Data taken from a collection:
- - -

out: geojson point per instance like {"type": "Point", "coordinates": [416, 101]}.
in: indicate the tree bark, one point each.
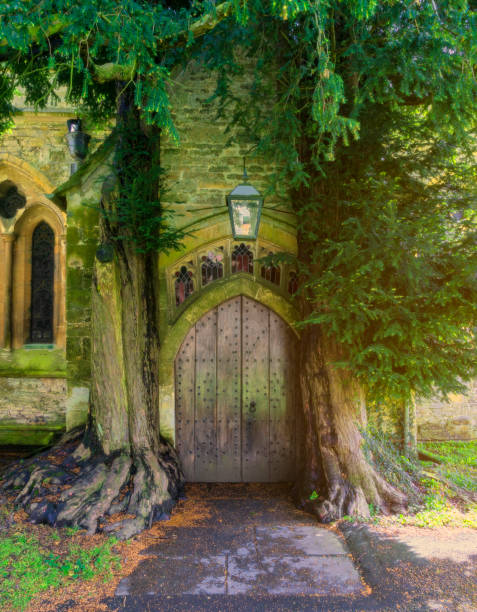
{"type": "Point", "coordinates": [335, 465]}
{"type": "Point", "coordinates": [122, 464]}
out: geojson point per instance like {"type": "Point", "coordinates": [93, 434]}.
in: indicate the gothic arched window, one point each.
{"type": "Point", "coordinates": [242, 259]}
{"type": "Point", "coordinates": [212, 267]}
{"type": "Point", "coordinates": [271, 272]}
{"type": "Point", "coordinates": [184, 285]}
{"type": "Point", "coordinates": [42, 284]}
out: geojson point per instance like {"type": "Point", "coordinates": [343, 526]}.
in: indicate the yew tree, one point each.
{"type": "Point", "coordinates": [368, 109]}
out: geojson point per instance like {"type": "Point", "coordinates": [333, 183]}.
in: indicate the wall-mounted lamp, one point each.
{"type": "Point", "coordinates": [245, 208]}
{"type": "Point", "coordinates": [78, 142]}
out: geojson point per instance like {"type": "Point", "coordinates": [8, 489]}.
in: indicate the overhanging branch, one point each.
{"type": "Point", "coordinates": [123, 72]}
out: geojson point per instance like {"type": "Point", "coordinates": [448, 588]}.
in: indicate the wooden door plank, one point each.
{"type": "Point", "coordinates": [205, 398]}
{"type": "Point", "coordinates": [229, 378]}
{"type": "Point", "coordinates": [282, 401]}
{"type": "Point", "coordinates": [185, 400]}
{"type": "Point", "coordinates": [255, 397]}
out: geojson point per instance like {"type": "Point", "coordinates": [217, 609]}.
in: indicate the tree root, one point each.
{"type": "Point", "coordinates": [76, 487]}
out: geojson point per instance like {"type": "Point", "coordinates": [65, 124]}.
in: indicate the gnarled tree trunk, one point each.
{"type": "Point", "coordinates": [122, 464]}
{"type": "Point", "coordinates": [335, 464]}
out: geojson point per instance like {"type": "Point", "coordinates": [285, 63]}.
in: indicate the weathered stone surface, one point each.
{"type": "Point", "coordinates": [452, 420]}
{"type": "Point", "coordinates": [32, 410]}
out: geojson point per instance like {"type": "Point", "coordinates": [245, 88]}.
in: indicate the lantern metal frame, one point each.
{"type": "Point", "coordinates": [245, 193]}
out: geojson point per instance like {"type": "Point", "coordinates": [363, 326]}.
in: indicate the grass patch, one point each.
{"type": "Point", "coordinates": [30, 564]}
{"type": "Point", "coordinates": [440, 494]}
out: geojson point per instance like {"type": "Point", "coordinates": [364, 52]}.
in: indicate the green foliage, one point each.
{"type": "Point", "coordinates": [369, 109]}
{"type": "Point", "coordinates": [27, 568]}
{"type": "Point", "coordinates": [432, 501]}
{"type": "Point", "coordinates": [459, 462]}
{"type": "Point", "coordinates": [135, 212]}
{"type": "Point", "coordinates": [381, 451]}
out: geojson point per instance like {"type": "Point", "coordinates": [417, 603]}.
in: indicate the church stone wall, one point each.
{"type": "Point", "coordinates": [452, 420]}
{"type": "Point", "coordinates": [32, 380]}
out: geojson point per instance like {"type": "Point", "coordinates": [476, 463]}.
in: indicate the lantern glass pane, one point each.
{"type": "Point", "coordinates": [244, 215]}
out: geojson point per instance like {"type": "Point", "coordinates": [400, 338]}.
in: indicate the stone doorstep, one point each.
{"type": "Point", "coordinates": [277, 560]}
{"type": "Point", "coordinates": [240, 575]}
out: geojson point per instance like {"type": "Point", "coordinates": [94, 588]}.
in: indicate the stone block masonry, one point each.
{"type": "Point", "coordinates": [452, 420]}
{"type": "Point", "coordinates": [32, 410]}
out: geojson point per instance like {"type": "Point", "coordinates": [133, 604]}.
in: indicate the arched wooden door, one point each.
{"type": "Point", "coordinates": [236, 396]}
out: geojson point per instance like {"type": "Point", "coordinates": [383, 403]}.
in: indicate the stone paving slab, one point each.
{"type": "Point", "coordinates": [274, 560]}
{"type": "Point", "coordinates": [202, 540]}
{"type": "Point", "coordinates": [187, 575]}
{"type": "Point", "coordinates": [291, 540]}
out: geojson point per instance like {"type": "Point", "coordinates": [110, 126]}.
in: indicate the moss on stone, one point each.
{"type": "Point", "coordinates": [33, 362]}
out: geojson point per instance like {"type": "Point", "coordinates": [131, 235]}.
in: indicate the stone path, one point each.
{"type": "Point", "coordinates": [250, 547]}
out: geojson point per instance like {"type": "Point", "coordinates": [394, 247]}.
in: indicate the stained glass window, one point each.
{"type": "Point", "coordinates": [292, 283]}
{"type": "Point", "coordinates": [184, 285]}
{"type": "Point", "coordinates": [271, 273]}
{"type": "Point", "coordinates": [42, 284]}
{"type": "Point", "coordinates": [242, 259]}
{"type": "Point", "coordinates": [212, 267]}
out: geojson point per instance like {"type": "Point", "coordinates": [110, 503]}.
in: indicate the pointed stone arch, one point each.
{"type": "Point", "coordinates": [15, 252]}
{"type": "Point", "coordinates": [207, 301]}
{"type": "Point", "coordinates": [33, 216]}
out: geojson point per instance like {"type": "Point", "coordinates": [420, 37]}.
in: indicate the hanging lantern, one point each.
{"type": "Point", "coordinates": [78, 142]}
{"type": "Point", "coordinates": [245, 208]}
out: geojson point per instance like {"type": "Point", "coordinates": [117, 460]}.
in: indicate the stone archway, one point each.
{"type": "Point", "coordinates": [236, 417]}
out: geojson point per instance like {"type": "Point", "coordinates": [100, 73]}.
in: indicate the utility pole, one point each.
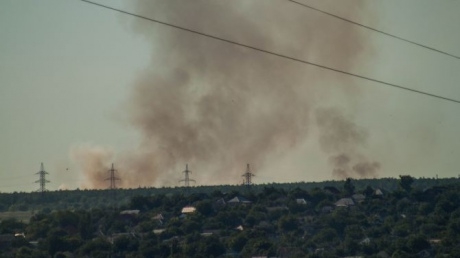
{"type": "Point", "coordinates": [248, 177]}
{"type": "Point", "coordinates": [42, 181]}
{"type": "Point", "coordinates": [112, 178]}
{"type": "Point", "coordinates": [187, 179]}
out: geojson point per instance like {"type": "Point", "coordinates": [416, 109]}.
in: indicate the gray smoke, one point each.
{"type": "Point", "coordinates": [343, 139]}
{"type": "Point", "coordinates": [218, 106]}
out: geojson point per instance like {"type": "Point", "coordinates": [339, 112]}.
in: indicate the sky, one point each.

- - -

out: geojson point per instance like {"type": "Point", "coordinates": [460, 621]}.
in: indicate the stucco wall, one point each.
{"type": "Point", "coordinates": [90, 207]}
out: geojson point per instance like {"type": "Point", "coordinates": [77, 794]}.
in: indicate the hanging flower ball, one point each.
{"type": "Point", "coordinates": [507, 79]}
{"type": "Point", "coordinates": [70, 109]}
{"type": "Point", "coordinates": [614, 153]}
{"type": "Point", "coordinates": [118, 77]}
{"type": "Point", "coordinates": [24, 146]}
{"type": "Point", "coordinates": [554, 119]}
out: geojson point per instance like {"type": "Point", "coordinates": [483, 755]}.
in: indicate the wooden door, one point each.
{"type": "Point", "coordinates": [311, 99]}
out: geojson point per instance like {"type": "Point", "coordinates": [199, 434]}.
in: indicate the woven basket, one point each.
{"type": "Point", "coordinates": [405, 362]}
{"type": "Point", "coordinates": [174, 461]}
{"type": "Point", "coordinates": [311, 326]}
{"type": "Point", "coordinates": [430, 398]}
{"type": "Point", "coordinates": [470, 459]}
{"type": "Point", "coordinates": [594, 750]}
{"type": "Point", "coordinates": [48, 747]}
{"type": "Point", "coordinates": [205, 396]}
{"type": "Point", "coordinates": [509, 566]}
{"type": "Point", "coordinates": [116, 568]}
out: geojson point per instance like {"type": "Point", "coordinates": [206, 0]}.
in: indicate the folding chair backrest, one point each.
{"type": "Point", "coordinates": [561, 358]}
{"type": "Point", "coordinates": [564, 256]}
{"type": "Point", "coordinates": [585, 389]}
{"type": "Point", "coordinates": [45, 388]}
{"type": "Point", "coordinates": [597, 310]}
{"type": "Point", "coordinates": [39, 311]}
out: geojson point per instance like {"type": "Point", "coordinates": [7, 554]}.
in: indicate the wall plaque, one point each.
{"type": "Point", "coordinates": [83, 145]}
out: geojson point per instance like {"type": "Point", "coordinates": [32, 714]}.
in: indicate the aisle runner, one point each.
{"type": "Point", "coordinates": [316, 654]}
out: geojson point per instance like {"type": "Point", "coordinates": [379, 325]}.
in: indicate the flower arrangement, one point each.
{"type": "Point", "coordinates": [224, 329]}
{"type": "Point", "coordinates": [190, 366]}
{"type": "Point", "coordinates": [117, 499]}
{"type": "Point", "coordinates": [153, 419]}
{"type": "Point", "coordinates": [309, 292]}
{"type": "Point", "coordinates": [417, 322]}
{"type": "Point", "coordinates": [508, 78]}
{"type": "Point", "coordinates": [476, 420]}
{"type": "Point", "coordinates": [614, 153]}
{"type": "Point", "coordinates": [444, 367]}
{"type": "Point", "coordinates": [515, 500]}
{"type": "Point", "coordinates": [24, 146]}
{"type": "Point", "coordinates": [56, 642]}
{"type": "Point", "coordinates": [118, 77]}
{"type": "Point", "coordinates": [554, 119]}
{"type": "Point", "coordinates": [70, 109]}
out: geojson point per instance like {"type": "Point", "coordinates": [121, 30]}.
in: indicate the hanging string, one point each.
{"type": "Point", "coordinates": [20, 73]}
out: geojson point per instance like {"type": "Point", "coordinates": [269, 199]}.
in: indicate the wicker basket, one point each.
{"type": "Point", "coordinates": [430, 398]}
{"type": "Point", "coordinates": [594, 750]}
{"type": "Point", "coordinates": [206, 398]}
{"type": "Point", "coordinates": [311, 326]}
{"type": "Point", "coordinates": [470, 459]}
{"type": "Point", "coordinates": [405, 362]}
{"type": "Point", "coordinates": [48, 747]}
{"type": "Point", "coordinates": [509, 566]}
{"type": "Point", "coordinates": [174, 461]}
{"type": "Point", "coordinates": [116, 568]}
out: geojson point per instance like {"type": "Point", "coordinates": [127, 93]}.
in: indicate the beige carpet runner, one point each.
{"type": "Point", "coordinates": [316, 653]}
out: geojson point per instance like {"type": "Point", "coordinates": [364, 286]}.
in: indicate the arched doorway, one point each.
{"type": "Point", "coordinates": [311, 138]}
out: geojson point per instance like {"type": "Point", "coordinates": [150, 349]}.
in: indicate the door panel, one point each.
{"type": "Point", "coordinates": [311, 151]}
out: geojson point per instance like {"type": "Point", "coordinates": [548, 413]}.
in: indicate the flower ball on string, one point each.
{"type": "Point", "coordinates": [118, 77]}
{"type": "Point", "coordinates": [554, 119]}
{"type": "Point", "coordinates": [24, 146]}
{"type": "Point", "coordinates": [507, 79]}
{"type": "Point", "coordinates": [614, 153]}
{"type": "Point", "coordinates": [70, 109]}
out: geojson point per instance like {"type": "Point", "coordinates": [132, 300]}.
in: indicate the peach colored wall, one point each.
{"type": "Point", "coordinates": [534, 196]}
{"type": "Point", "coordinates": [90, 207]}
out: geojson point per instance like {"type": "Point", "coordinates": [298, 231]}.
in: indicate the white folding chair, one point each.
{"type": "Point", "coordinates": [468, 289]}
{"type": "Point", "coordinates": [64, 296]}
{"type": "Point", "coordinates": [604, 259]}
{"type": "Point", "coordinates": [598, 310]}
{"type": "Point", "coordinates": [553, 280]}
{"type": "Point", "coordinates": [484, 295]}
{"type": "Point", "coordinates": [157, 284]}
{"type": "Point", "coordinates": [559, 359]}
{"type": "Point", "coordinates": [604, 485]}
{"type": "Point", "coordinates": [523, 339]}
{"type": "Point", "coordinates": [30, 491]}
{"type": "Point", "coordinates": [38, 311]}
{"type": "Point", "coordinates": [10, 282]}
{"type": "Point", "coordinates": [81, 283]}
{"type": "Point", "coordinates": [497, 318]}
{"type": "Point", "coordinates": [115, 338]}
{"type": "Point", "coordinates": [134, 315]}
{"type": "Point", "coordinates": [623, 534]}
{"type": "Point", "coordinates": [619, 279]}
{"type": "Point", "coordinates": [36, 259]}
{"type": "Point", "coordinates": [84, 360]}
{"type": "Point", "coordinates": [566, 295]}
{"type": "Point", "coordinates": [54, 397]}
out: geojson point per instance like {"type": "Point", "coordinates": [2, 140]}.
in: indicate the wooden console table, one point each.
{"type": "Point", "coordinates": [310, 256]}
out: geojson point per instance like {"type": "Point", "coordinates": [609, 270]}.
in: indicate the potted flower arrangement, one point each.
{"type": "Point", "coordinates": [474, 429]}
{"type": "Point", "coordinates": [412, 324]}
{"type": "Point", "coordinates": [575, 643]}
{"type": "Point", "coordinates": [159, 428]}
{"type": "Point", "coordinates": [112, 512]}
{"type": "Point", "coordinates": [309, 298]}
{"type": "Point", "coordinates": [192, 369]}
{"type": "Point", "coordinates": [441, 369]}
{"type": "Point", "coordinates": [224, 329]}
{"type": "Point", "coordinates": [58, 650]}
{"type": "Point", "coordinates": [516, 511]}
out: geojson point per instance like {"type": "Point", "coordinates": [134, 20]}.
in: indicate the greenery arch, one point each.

- - -

◆ **GIVEN PROBLEM**
Count the rows above that contain the string "flower", treating uppercase and lowercase letters as different, and reply with only that number.

◆ **FINISHED EXERCISE**
4